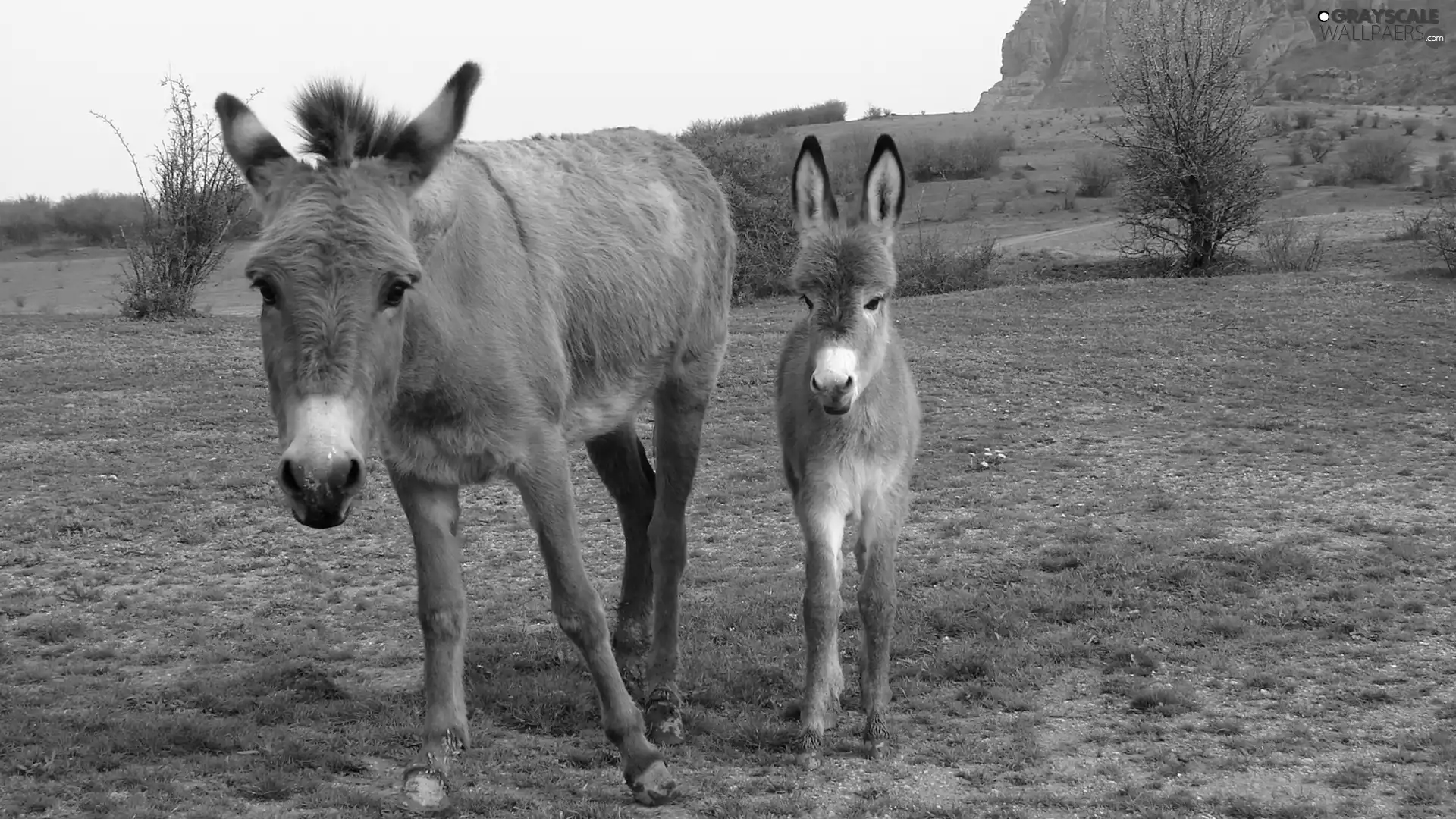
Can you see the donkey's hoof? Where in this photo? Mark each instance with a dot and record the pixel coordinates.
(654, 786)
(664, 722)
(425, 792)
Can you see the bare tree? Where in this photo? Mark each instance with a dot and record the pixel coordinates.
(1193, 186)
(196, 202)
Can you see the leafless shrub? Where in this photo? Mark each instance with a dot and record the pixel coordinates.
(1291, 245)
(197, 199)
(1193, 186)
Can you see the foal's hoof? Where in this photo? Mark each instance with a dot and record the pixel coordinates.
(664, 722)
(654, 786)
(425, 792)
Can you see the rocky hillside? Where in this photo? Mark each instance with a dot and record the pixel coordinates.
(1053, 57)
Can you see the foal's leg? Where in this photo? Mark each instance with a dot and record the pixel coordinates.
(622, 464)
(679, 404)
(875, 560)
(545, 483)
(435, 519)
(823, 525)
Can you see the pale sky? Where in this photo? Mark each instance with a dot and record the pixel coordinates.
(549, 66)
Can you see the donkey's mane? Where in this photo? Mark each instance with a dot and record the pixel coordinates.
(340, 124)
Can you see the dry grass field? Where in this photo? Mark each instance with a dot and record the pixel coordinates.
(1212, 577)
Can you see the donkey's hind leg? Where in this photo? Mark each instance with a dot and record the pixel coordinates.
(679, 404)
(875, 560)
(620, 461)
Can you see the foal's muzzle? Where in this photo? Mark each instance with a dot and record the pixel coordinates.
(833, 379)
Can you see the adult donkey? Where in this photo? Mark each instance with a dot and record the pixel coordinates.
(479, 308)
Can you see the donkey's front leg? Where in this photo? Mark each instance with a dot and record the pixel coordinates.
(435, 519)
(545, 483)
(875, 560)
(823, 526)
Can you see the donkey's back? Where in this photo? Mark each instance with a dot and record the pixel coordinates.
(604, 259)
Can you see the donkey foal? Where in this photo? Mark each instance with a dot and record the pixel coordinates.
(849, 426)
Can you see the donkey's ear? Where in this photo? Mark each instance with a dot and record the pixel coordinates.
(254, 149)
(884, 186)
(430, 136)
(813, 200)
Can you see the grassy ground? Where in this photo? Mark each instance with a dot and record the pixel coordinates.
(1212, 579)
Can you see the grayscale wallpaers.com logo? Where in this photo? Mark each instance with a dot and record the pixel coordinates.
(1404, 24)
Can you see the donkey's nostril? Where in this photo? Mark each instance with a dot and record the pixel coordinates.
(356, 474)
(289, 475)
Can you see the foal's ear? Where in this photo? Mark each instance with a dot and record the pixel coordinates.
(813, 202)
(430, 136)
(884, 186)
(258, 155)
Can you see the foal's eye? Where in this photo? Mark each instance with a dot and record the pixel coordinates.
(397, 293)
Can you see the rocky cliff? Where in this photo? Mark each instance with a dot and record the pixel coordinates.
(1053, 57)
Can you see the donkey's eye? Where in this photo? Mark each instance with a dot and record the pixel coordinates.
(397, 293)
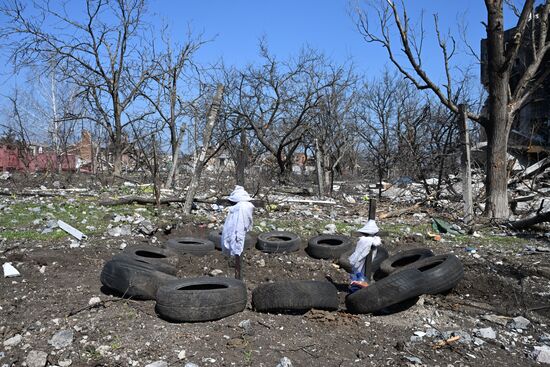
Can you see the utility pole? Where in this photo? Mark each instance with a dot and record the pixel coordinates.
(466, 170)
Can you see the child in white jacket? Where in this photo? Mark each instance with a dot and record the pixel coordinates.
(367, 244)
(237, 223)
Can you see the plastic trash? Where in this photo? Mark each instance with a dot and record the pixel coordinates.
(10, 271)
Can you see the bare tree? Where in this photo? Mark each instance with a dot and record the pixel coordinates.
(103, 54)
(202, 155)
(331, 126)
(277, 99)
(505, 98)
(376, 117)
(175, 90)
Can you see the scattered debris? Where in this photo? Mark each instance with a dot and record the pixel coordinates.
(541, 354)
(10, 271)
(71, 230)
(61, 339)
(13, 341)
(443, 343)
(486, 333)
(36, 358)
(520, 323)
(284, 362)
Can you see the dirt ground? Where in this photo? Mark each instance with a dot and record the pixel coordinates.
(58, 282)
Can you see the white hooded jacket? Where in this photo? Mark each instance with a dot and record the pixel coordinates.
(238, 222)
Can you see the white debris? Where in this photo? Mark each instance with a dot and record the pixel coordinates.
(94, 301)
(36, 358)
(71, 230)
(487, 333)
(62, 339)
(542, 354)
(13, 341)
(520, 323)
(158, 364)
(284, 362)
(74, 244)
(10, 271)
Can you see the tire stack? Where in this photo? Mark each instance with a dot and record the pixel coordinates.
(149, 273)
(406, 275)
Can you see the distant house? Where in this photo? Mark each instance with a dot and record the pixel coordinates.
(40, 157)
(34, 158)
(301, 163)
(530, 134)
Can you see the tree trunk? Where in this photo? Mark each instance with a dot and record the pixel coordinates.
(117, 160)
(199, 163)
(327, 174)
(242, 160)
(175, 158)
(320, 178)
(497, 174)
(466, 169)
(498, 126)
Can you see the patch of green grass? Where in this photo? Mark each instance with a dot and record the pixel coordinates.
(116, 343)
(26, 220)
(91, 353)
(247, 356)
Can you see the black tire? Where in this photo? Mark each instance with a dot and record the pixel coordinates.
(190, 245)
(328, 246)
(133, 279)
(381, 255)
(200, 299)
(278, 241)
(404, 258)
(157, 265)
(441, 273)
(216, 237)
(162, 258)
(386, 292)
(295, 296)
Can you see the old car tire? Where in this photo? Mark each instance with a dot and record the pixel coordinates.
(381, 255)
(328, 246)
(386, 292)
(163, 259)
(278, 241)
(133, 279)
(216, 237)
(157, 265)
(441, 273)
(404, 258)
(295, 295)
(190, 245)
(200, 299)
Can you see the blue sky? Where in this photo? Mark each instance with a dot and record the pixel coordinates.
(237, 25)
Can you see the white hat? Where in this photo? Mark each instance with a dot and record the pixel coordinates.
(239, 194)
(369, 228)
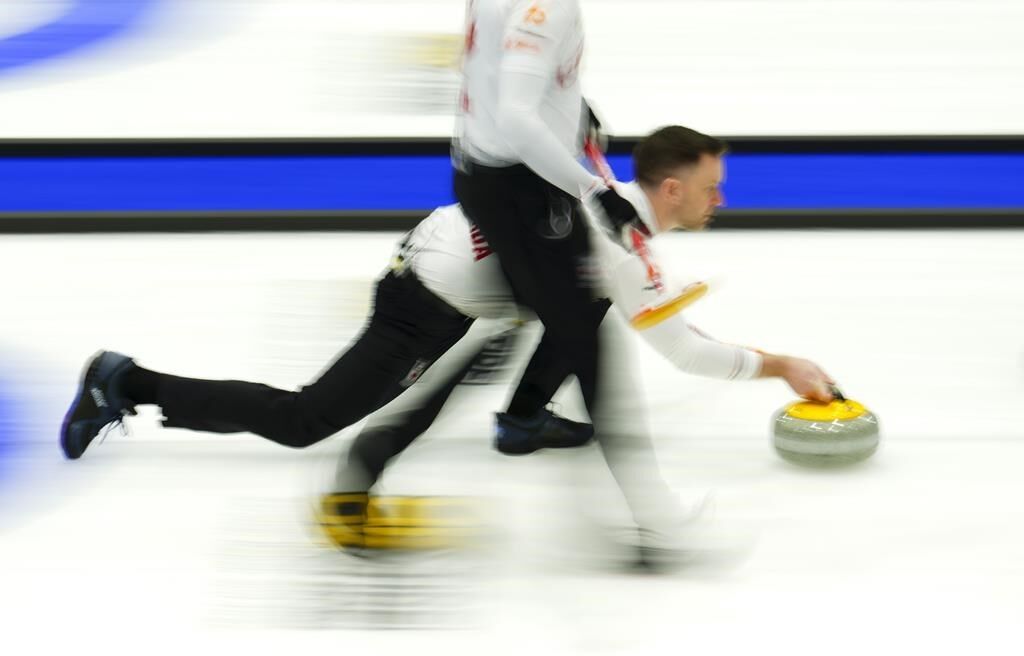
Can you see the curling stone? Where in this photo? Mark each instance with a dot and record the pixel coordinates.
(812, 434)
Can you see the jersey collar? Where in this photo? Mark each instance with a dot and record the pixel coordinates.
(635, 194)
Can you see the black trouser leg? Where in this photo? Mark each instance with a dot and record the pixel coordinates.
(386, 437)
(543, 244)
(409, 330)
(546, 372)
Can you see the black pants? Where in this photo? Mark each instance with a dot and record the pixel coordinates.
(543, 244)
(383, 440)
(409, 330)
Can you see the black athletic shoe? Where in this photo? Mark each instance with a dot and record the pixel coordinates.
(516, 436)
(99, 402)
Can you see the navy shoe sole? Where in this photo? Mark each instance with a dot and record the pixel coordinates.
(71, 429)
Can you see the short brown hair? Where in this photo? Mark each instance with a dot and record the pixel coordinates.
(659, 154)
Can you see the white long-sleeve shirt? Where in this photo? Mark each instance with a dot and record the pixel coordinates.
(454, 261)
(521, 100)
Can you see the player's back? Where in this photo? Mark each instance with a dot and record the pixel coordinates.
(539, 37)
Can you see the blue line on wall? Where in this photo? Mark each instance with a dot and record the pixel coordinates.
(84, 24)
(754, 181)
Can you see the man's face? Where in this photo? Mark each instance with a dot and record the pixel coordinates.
-------------------------
Exercise brief: Print out the records in full and exactly, dropping every picture.

Solved problem:
Can you see the donkey's hoof? Where in this photo? Mark each instance with a dot and record the pixel coordinates.
(654, 786)
(664, 722)
(425, 792)
Can you see the bare tree? Where in this photo? Mark each instance with a dot and record the pixel coordinates.
(1193, 186)
(196, 202)
Can you see the leafless shrub? Where in this photo? Mark each instance with a dot and record the pixel coordinates.
(1291, 245)
(197, 199)
(1193, 186)
Can you see the foal's hoof? Where in this photo? Mark each instance with a dot and record the pixel coordinates.
(664, 722)
(654, 786)
(425, 792)
Can you see the rocky hillside? Where in this photo? Mark each instance with a dot and record the pixel coordinates.
(1053, 57)
Can you see the foal's leg? Where in this photo? Mark each instance with a dot and record the pixel coordinates.
(622, 464)
(679, 404)
(875, 560)
(545, 483)
(435, 519)
(823, 525)
Can you see the pale sky? Where in this photo? Mark each instance with a dot and record the pixel coordinates.
(549, 66)
Can you see the donkey's mane? Where in this photo? Mark each instance with a dot and record the pixel coordinates.
(340, 124)
Can you see the dry grass field? Where in this photo? Mark each instance with a dot and record the pixel coordinates.
(1212, 577)
Can you see the donkey's hind leg? Where in this photo? Mark each instance with a dot and record the pixel coordinates.
(679, 404)
(875, 560)
(620, 461)
Can you see the foal's muzzle? Where in this photo? Mark each instance with a dot and record the pixel coordinates.
(833, 379)
Can you see the adult donkey? Where in this photo? Mark each instance with a dot and record the pixel coordinates.
(479, 308)
Can you see the donkey's front leg? Where in this photo? Mark each instance with a dot and record the pixel coordinates.
(435, 519)
(545, 483)
(875, 560)
(823, 526)
Can you see the donkey's back? Where in this photo? Mark each instance with a dot and record the pixel coordinates.
(604, 259)
Can you see the donkey foal? Where in this photo? Mark each instance with a dot and record the pixel coordinates.
(849, 426)
Can you see the donkey's ear? Where in this photo? Mark each instance with a dot and record the pixel coordinates.
(254, 149)
(884, 186)
(430, 136)
(813, 200)
Can you see the grassy ground? Where in this photo? Mark each instance with a dot and record the pixel coordinates.
(1212, 579)
Can you see the grayscale wallpaers.com logo? Where in this photo? Mark each instance with a dot and record the pixel coordinates.
(1404, 24)
Can you see the donkey's nostril? Where in this photo? Mark each instance with a dot and record the pixel coordinates.
(356, 474)
(289, 475)
Can you see the foal's ear? Where in this photo? Mark each instance with a dot and record the pixel coordinates.
(813, 202)
(430, 136)
(884, 186)
(258, 155)
Can you see the foal's eye? Where in this photo? Mark each instance with a dot and record the pixel coordinates.
(397, 293)
Can you see the rocky cliff? Where in this photo? Mark each instance with a dot and record the pixel coordinates.
(1053, 57)
Can you see the donkey's eye? Where in this photo? Mark each instance with a dot and record the pixel coordinates.
(397, 293)
Can you see the utility pole? Where in this photo? Mark each instance with a dot and record the pixel coordinates.
(466, 170)
Can you see the child in white jacket? Where in this photo? Mark each instance with a dot and record the pixel coordinates.
(367, 244)
(237, 223)
Can you see the plastic trash? Where in this photo? Mark each instance with a dot and record the pixel coordinates.
(10, 271)
Can you see the bare tree? Where in this photo? Mark each instance with a dot and record the pixel coordinates.
(103, 54)
(202, 155)
(331, 126)
(277, 99)
(505, 98)
(376, 117)
(175, 90)
Can you see the scattered debris? Where in this photo? Mark each instance with a dot and record the pixel coordinates.
(541, 354)
(10, 271)
(71, 230)
(61, 339)
(13, 341)
(443, 343)
(486, 333)
(36, 358)
(520, 323)
(284, 362)
Can you see the dirt ground? Where in this photo? Mark each instance with a dot and record the pixel coordinates.
(58, 282)
Can you see the white hooded jacket? Where in this photo? Mark each instance with a dot and record the pixel coordinates.
(238, 222)
Can you see the white debris? Where in this photo? Mark each instance with a dot and record the pixel coordinates.
(94, 301)
(36, 358)
(71, 230)
(487, 333)
(62, 339)
(542, 354)
(13, 341)
(520, 323)
(158, 364)
(284, 362)
(74, 244)
(10, 271)
Can you see the tire stack? Where in this photo? Mark each instance with a dot and record the pixel coordinates.
(149, 273)
(406, 275)
Can you see the distant house? Where in this photo? Mark each instance with a dot and record the pixel coordinates.
(40, 157)
(34, 158)
(301, 163)
(530, 134)
Can you see the tree trunk? Where in this photo? Mark each instance with a dot and record the pixel coordinates.
(117, 160)
(199, 163)
(327, 174)
(242, 160)
(175, 158)
(320, 178)
(497, 174)
(466, 169)
(498, 126)
Can you see the patch of green grass? Where in this photo? Mark each instance with a dot and record the pixel coordinates.
(116, 343)
(26, 220)
(91, 353)
(247, 356)
Can you see the black tire? Where in this photo? Mark each instance with a dot and record the pixel coordinates.
(190, 245)
(328, 246)
(133, 279)
(381, 255)
(200, 299)
(278, 241)
(404, 258)
(157, 265)
(441, 273)
(216, 237)
(162, 258)
(386, 292)
(295, 296)
Can you see the old car tire? Where in this photo? Mark each instance with a dot and record the pixel coordinates.
(381, 255)
(328, 246)
(386, 292)
(163, 259)
(278, 241)
(133, 279)
(216, 237)
(157, 265)
(441, 273)
(404, 258)
(295, 295)
(190, 245)
(200, 299)
Can you see the blue sky? Where in this photo? Mark each instance with a dot and record the pixel coordinates.
(237, 25)
Can you see the white hat? Where in this photo? Mark each instance with a dot and record the pixel coordinates.
(239, 194)
(369, 228)
Can you see the curling stone? Where in this photo? Mark each instance with a dot and record the pixel coordinates.
(812, 434)
Can you see the jersey collar? Where in this photo? Mark each instance with a dot and record the pixel coordinates.
(635, 194)
Can you see the black trouser leg? Where in this photo? Mark each instance with a dot and record the pixel coordinates.
(386, 437)
(543, 244)
(409, 330)
(546, 372)
Can you see the black pants? Where in this photo? Mark each instance with a dot and record the pixel coordinates.
(543, 244)
(383, 440)
(409, 330)
Can you see the black athletic shoe? Where in this photo? Mark each instance with a dot and record the pixel coordinates.
(516, 436)
(99, 402)
Can you see the navy shoe sole? Where in this photo? Mark each instance with a dot and record the pixel coordinates.
(71, 429)
Can you see the short brown hair? Where in this photo? Mark each instance with a dot and record the pixel coordinates.
(659, 154)
Can you see the white long-sleeve shirt? Where in this photo? Mark each instance with a dot and record the pixel coordinates.
(454, 261)
(521, 100)
Can you see the player's back? Where in this photo? Mark each instance with a dot and record the pixel coordinates.
(539, 37)
Can you see the blue line on wall? Where in this photo? Mark each instance with a dot and record the pixel coordinates.
(84, 24)
(754, 181)
Can you see the man's face? Where in this photo? Mark each instance with a dot and record the pixel coordinates.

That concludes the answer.